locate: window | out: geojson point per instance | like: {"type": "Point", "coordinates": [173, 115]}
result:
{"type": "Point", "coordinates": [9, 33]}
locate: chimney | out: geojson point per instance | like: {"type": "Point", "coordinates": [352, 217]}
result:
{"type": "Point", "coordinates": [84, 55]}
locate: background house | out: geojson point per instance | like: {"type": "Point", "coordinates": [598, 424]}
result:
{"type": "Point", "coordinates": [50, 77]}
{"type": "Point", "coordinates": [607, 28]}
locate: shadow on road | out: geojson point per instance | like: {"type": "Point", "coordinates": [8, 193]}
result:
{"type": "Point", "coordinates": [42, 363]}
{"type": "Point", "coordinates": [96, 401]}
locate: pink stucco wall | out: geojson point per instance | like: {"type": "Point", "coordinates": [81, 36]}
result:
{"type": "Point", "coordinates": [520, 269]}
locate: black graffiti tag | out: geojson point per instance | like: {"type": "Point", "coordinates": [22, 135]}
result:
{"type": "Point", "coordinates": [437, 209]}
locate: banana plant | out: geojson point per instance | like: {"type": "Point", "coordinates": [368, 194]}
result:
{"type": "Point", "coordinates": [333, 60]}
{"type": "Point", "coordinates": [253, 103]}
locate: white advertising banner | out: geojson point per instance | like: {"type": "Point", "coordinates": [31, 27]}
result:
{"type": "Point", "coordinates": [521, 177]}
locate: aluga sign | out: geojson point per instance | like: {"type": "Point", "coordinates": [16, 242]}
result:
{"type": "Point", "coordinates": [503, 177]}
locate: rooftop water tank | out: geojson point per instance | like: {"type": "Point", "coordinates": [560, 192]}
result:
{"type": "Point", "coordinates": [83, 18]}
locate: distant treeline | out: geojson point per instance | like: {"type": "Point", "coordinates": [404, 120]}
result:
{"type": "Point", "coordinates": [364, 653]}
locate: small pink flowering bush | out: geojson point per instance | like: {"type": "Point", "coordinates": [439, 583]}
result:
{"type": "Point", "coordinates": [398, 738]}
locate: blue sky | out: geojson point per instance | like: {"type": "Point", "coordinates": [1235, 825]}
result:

■ Task to complete ■
All lines above that include the word "pink" should be located and copied.

■ Your response ■
locate: pink stucco wall | out: geojson point per instance | like: {"type": "Point", "coordinates": [81, 36]}
locate: small pink flowering bush | out: geojson point per instance | like: {"type": "Point", "coordinates": [439, 583]}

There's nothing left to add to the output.